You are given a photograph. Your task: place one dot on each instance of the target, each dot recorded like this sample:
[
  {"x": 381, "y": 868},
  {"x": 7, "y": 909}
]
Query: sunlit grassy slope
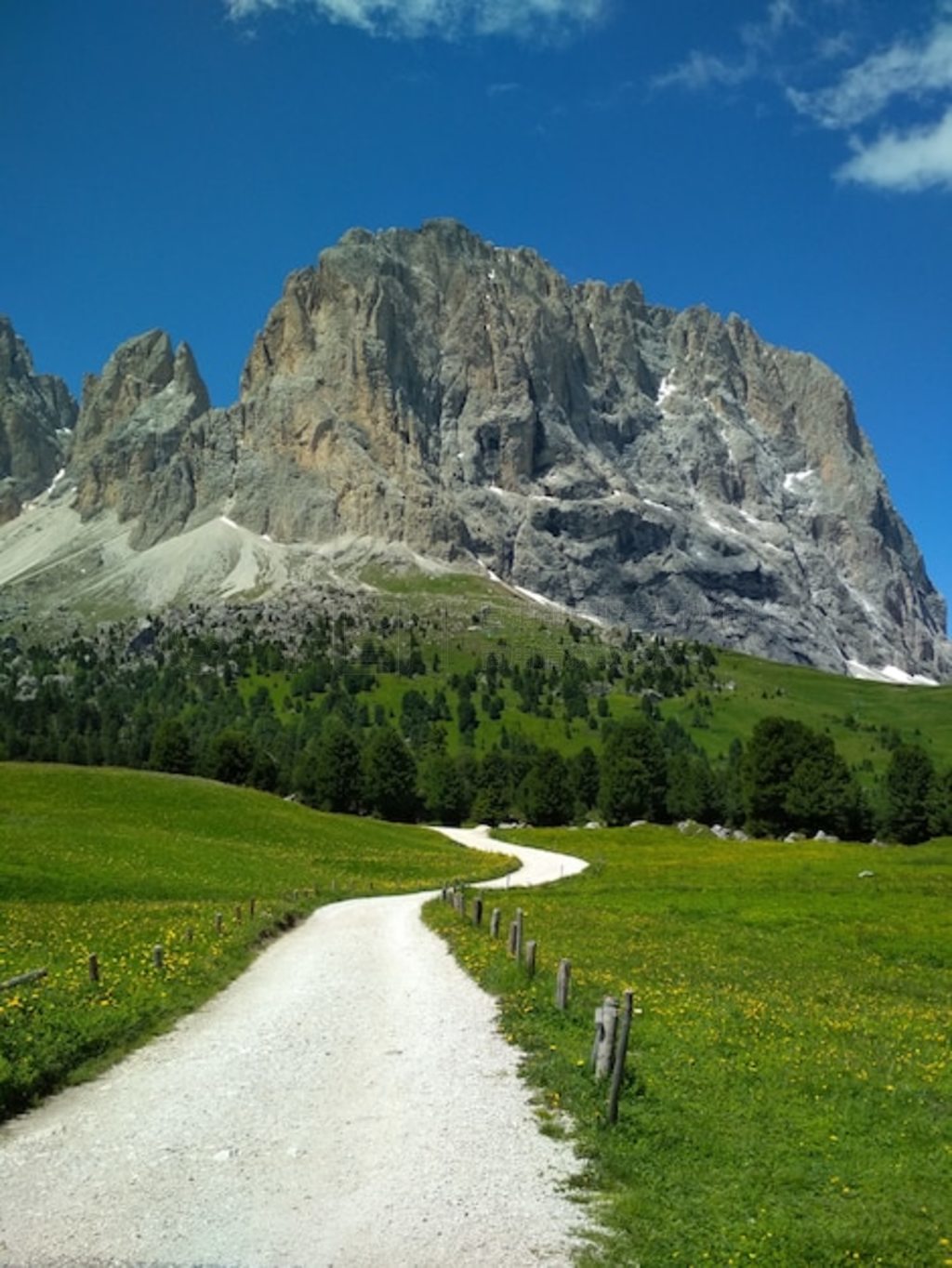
---+---
§ **Action item**
Each record must be quoted in full and exactly. Do not include the pictures.

§ **Answer section**
You are given a photograph. Your task: place one dot on each instance of the target, each dot recorded like this sample:
[
  {"x": 381, "y": 868},
  {"x": 7, "y": 909}
]
Query: sunlit grassy slope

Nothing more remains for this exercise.